• [The task]
All records after this line are to be returned verbatim.
┄┄┄┄┄┄┄┄┄┄┄┄┄┄┄┄┄┄┄┄
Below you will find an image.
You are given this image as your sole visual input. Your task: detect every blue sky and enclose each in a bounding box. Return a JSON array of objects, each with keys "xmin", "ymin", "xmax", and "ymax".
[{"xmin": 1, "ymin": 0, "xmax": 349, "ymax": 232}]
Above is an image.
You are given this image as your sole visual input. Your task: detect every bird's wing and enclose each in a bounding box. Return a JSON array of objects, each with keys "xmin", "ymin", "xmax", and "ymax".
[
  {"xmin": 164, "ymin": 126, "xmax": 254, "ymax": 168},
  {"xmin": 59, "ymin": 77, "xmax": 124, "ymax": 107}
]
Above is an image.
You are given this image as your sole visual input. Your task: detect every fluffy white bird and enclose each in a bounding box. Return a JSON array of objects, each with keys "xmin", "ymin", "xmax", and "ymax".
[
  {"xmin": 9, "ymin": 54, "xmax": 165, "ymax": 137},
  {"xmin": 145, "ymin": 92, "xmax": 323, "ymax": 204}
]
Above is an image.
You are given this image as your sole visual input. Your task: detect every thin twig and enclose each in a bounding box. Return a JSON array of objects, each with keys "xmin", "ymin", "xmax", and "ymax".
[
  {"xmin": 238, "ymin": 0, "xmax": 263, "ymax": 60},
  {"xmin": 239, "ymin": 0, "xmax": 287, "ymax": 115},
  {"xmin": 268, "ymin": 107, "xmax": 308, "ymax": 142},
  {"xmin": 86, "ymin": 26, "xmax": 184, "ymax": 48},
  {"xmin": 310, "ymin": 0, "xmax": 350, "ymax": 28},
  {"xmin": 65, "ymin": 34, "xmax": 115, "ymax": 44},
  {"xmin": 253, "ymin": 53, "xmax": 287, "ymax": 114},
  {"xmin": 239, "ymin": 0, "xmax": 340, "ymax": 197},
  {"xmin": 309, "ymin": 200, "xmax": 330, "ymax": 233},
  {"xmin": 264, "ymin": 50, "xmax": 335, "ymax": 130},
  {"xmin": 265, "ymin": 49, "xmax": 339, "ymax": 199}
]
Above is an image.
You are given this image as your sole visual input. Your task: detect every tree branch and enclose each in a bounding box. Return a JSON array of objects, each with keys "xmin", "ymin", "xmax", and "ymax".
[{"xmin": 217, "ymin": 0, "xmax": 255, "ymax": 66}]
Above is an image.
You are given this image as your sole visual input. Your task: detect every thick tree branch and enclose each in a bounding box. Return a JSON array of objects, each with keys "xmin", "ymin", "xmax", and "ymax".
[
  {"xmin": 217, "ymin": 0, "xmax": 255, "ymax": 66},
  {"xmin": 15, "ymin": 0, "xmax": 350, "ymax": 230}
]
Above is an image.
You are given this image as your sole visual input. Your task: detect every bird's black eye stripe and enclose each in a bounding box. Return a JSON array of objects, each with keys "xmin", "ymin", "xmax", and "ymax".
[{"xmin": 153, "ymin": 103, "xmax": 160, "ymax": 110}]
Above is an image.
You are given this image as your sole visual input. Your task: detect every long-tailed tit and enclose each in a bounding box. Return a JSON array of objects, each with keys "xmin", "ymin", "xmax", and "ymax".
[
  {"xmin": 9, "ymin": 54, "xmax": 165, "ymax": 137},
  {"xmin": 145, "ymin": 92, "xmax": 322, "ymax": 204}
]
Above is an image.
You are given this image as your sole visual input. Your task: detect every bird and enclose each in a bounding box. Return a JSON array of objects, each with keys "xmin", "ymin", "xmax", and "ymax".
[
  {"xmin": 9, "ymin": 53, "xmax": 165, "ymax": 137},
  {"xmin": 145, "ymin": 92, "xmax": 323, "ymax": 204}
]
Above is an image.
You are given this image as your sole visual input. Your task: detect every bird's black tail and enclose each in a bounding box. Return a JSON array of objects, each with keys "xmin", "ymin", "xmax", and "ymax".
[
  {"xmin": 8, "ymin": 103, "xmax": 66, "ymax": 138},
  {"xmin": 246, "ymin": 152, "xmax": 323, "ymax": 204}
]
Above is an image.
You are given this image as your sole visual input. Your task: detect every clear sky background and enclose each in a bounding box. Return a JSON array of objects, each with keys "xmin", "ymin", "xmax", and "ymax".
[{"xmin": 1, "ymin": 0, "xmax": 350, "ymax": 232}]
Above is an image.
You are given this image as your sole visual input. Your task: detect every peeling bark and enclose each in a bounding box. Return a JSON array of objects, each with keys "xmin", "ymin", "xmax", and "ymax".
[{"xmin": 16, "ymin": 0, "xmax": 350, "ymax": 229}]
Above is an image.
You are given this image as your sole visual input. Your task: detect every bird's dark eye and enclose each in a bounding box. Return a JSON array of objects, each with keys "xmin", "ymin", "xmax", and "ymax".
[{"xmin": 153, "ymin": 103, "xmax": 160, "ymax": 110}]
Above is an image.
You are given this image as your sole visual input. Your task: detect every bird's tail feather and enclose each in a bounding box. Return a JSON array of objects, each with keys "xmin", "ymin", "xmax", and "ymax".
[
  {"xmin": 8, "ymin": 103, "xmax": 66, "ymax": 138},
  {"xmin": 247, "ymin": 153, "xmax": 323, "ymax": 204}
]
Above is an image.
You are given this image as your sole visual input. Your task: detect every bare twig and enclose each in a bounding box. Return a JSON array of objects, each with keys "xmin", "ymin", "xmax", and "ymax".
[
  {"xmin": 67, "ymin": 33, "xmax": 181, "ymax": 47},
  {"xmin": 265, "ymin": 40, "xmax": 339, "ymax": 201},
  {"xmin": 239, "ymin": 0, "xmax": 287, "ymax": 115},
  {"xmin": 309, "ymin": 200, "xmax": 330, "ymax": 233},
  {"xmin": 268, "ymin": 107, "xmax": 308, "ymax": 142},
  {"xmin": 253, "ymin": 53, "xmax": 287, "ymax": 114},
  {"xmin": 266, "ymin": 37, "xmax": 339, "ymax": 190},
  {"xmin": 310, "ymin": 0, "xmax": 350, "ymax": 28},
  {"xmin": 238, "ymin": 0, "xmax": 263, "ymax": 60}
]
┄┄┄┄┄┄┄┄┄┄┄┄┄┄┄┄┄┄┄┄
• [Task solution]
Below you will find an image.
You are given this image as your sole visual input. Your task: detect every blue sky and enclose each in a bounding box. Return a JSON array of objects, each with keys "xmin", "ymin", "xmax", and "ymax".
[{"xmin": 1, "ymin": 0, "xmax": 349, "ymax": 232}]
Above is an image.
You are given this image as your sole visual input. Your task: detect every bird's wing and enclose each in a bounding box. Return a JSON array of objects, each with keys "xmin", "ymin", "xmax", and "ymax".
[
  {"xmin": 164, "ymin": 126, "xmax": 254, "ymax": 168},
  {"xmin": 59, "ymin": 77, "xmax": 124, "ymax": 107}
]
Above is an image.
You are given this image as your sole visual input. Your task: detect every fluffy white bird and enclose each in a bounding box. Return a JSON array of objects, each with keys "xmin", "ymin", "xmax", and "ymax".
[
  {"xmin": 9, "ymin": 54, "xmax": 165, "ymax": 137},
  {"xmin": 145, "ymin": 92, "xmax": 323, "ymax": 204}
]
Above is an image.
You are given this image as your sole visual input. Your task: detect every thin twig and enclose each in a bounding box. Return a JSON array of objects, each with keys "xmin", "ymin", "xmax", and "ymax".
[
  {"xmin": 238, "ymin": 0, "xmax": 263, "ymax": 60},
  {"xmin": 239, "ymin": 0, "xmax": 287, "ymax": 115},
  {"xmin": 268, "ymin": 107, "xmax": 308, "ymax": 142},
  {"xmin": 86, "ymin": 26, "xmax": 184, "ymax": 48},
  {"xmin": 310, "ymin": 0, "xmax": 350, "ymax": 28},
  {"xmin": 65, "ymin": 34, "xmax": 115, "ymax": 44},
  {"xmin": 253, "ymin": 53, "xmax": 287, "ymax": 114},
  {"xmin": 239, "ymin": 0, "xmax": 340, "ymax": 197},
  {"xmin": 309, "ymin": 200, "xmax": 330, "ymax": 233},
  {"xmin": 264, "ymin": 50, "xmax": 335, "ymax": 130},
  {"xmin": 265, "ymin": 49, "xmax": 339, "ymax": 199}
]
Above is an image.
You are given this image as your sole visual input. Your task: detect every tree branch and enclose each in a bounding box. Return a JSON array of objects, each with keys "xmin", "ymin", "xmax", and "ymax".
[{"xmin": 217, "ymin": 0, "xmax": 255, "ymax": 66}]
Above is an image.
You are given this image as your sole visual input. Your task: detect every thick tree branch and enclose each in a bounding box. Return a JSON array of objects, each with keys "xmin", "ymin", "xmax", and "ymax".
[
  {"xmin": 217, "ymin": 0, "xmax": 255, "ymax": 66},
  {"xmin": 15, "ymin": 0, "xmax": 350, "ymax": 230}
]
Above is an image.
You are given this image as your sole visual input. Your task: detect every bird's black eye stripe and enclose each in a bounding box. Return a JSON array of objects, each with keys "xmin", "ymin", "xmax", and "ymax".
[{"xmin": 153, "ymin": 103, "xmax": 160, "ymax": 110}]
Above is an image.
You are given this image as your sole visual input. Your task: detect every long-tailed tit and enclose each in a bounding box. Return a JSON array of objects, each with keys "xmin", "ymin", "xmax", and "ymax".
[
  {"xmin": 9, "ymin": 54, "xmax": 165, "ymax": 137},
  {"xmin": 145, "ymin": 92, "xmax": 322, "ymax": 204}
]
Above is an image.
You are given this image as your sole visual input. Your task: detect every bird and enclose each in a bounding box. Return a JSON array of objects, each with keys "xmin", "ymin", "xmax", and "ymax".
[
  {"xmin": 9, "ymin": 53, "xmax": 165, "ymax": 137},
  {"xmin": 145, "ymin": 92, "xmax": 323, "ymax": 204}
]
Above is an image.
You are given this image as your sole visual input. Your task: detect every bird's black tail and enclose each in a bounding box. Return a JSON array of objects, each with keys "xmin", "ymin", "xmax", and "ymax".
[
  {"xmin": 8, "ymin": 103, "xmax": 66, "ymax": 138},
  {"xmin": 246, "ymin": 152, "xmax": 323, "ymax": 204}
]
Above is an image.
You are given this image as your sole visual input. Your task: detect every clear sky background and enclose each in a bounding box. Return a JSON array of objects, each with keys "xmin", "ymin", "xmax", and "ymax".
[{"xmin": 1, "ymin": 0, "xmax": 350, "ymax": 232}]
Above is an image.
You are given this image as your sole visual input. Your task: detect every peeling bark and enclose each in a bounding box. Return a JSON array of objects, each with keys "xmin", "ymin", "xmax", and "ymax".
[{"xmin": 16, "ymin": 0, "xmax": 350, "ymax": 229}]
Above is an image.
You are given this image as your sole visual input. Your task: detect every bird's dark eye and enclose each in a bounding box. Return a JSON array of objects, each with keys "xmin", "ymin", "xmax", and "ymax".
[{"xmin": 153, "ymin": 103, "xmax": 160, "ymax": 110}]
Above is an image.
You are given this image as your sole visual input. Your task: detect every bird's tail feather and enclose each in a bounding box. Return a JSON array of objects, each with keys "xmin", "ymin", "xmax", and "ymax".
[
  {"xmin": 8, "ymin": 103, "xmax": 66, "ymax": 138},
  {"xmin": 247, "ymin": 153, "xmax": 323, "ymax": 204}
]
Above is an image.
You are given this image as your sole visual input. Your task: detect every bare twig and enclose each in a bounding box. Return a JSON array of objects, each with keys "xmin", "ymin", "xmax", and "ymax".
[
  {"xmin": 67, "ymin": 33, "xmax": 181, "ymax": 47},
  {"xmin": 265, "ymin": 40, "xmax": 339, "ymax": 201},
  {"xmin": 239, "ymin": 0, "xmax": 287, "ymax": 115},
  {"xmin": 309, "ymin": 200, "xmax": 330, "ymax": 233},
  {"xmin": 268, "ymin": 107, "xmax": 308, "ymax": 142},
  {"xmin": 253, "ymin": 53, "xmax": 287, "ymax": 114},
  {"xmin": 266, "ymin": 37, "xmax": 339, "ymax": 190},
  {"xmin": 310, "ymin": 0, "xmax": 350, "ymax": 28},
  {"xmin": 238, "ymin": 0, "xmax": 263, "ymax": 60}
]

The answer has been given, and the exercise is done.